Your objective -
Send back all the data below, exactly as given.

Records excerpted from a collection:
** Begin **
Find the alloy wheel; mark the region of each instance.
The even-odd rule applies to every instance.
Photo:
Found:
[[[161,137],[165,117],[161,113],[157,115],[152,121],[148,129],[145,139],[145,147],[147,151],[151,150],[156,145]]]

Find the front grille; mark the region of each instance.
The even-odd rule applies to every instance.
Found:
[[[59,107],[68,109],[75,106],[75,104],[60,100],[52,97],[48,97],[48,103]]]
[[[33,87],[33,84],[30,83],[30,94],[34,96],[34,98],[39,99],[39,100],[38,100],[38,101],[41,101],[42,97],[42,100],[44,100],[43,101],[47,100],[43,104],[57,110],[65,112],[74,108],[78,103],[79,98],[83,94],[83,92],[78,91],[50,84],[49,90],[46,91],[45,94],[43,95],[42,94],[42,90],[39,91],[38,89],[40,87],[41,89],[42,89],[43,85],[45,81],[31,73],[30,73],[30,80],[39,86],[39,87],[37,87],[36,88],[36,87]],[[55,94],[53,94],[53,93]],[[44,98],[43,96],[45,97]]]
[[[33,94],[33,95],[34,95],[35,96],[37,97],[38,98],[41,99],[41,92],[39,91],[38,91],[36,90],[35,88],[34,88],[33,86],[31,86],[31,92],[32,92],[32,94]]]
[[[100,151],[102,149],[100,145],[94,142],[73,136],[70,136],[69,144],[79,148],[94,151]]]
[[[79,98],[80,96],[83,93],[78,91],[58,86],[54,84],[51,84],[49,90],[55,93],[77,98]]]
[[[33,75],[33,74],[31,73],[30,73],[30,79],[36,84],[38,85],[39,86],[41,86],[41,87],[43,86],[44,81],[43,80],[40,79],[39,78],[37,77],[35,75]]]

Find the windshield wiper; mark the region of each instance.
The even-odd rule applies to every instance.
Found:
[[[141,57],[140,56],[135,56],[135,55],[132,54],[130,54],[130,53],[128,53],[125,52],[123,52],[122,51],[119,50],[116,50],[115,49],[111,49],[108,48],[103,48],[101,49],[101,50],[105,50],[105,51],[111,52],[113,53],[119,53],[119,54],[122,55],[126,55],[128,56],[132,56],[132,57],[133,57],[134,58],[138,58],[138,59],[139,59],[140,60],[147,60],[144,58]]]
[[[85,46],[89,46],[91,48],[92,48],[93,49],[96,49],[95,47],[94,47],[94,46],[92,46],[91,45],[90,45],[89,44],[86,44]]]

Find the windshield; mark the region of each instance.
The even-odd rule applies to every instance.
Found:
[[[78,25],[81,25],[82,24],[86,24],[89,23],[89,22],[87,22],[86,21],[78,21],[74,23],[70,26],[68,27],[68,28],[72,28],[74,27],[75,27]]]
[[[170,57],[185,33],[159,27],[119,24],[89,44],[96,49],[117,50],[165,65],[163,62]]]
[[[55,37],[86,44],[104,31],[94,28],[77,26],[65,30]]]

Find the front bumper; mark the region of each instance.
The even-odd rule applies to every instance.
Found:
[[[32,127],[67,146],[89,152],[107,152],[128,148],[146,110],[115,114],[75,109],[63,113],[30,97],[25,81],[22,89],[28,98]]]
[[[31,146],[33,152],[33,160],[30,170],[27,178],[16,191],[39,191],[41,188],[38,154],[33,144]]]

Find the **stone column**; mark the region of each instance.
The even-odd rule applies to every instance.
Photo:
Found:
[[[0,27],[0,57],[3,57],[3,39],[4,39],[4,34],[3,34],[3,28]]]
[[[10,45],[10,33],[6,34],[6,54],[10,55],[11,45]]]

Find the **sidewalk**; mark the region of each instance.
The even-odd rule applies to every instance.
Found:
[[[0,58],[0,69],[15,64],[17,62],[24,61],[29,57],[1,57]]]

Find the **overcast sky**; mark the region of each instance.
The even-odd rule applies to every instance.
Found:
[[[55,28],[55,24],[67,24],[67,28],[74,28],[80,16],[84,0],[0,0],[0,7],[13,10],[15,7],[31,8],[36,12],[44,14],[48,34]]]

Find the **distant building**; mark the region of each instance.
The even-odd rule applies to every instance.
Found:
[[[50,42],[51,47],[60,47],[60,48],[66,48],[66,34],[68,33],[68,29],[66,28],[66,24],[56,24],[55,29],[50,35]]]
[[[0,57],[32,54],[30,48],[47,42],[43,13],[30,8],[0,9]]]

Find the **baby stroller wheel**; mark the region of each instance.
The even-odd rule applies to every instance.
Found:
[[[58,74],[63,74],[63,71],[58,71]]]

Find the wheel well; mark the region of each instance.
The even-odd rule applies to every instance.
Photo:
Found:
** End **
Task output -
Find the alloy wheel; mark the region of each instance.
The even-odd rule applies to every instance.
Photo:
Found:
[[[161,137],[165,117],[161,113],[157,115],[152,121],[148,129],[145,139],[145,147],[147,151],[151,150],[156,145]]]

Find the front grille; mark the region of each instance.
The even-odd rule applies to every instance.
Found:
[[[59,107],[68,109],[75,106],[75,104],[60,100],[52,97],[48,97],[48,103]]]
[[[33,87],[33,84],[30,83],[30,94],[34,96],[34,98],[39,99],[39,100],[38,100],[38,101],[41,101],[42,97],[42,100],[44,100],[43,101],[47,100],[43,104],[57,110],[65,112],[74,108],[78,103],[79,98],[83,94],[83,92],[78,91],[50,84],[49,90],[46,91],[45,94],[43,95],[42,94],[42,90],[39,91],[38,89],[40,87],[41,89],[42,89],[43,85],[45,81],[31,73],[30,73],[30,80],[39,86],[39,87],[37,87],[36,88],[36,87]],[[55,94],[53,94],[53,93]],[[44,98],[43,96],[45,97]]]
[[[33,94],[33,95],[34,95],[35,96],[37,97],[38,98],[41,99],[41,92],[39,91],[38,91],[36,90],[35,88],[34,88],[33,86],[31,86],[31,92],[32,92],[32,94]]]
[[[100,151],[102,149],[100,145],[94,142],[73,136],[70,136],[69,144],[79,148],[94,151]]]
[[[79,98],[80,96],[83,93],[78,91],[58,86],[54,84],[51,84],[49,90],[55,93],[77,98]]]
[[[33,75],[33,74],[31,73],[30,73],[30,79],[36,84],[38,85],[39,86],[41,86],[41,87],[43,86],[44,81],[43,80],[40,79],[39,78],[37,77],[35,75]]]

Find the windshield wiper; mark the region of each instance.
The even-odd rule applies to every instance.
Found:
[[[141,57],[140,56],[135,56],[135,55],[132,54],[130,54],[130,53],[128,53],[125,52],[123,52],[122,51],[119,50],[116,50],[115,49],[111,49],[108,48],[103,48],[101,49],[101,50],[105,50],[105,51],[111,52],[113,53],[119,53],[119,54],[122,55],[126,55],[128,56],[132,56],[132,57],[133,57],[134,58],[138,58],[138,59],[139,59],[140,60],[147,60],[144,58]]]
[[[85,46],[89,46],[91,48],[92,48],[93,49],[96,49],[95,47],[94,47],[94,46],[92,46],[91,45],[90,45],[89,44],[86,44]]]

Find the windshield; mark the region of each instance.
The even-odd rule applies to every instance.
Found:
[[[78,25],[81,25],[82,24],[86,24],[89,23],[89,22],[87,22],[86,21],[78,21],[74,23],[70,26],[68,27],[68,28],[72,28],[74,27],[75,27]]]
[[[170,57],[185,33],[159,27],[119,24],[89,44],[96,49],[117,50],[165,65],[163,62]]]
[[[55,37],[86,44],[104,31],[94,28],[77,26],[65,30]]]

Find the front bumper; mark the region of each instance.
The even-odd rule applies to every instance.
Found:
[[[32,127],[67,146],[89,152],[107,152],[128,148],[146,110],[115,114],[75,109],[63,113],[30,97],[25,81],[22,89],[28,98]]]
[[[31,146],[33,152],[33,160],[30,170],[27,178],[16,191],[39,191],[41,188],[38,154],[33,144]]]

Find the **stone column**; mark the region of each instance.
The even-odd rule applies to every instance.
Photo:
Found:
[[[0,27],[0,57],[3,57],[3,39],[4,39],[4,34],[3,34],[3,28]]]
[[[10,45],[10,33],[6,34],[6,54],[10,55],[11,45]]]

Find the **sidewalk**; mark the region of each instance.
The even-odd rule applies to every instance.
Found:
[[[0,58],[0,69],[15,64],[17,62],[24,61],[29,57],[1,57]]]

Find the **overcast sky**; mark the region of each instance.
The even-odd rule applies to every instance.
Found:
[[[55,28],[55,24],[67,24],[67,28],[74,28],[80,16],[84,0],[0,0],[0,7],[13,10],[15,7],[31,8],[36,12],[44,14],[48,34]]]

Find the **distant building**; mark the region of each instance.
The even-odd rule applies to every instance.
Found:
[[[50,42],[51,47],[60,47],[60,48],[66,48],[66,34],[68,33],[68,29],[66,28],[66,24],[56,24],[55,29],[50,35]]]
[[[0,57],[32,54],[30,48],[47,42],[43,13],[30,8],[0,9]]]

Find the **baby stroller wheel**; mark the region of each instance.
The even-odd rule applies to every instance.
Found:
[[[58,74],[63,74],[63,71],[58,71]]]

Find the wheel well; mark the region of each instance.
The even-odd rule applies to every instance.
Photo:
Found:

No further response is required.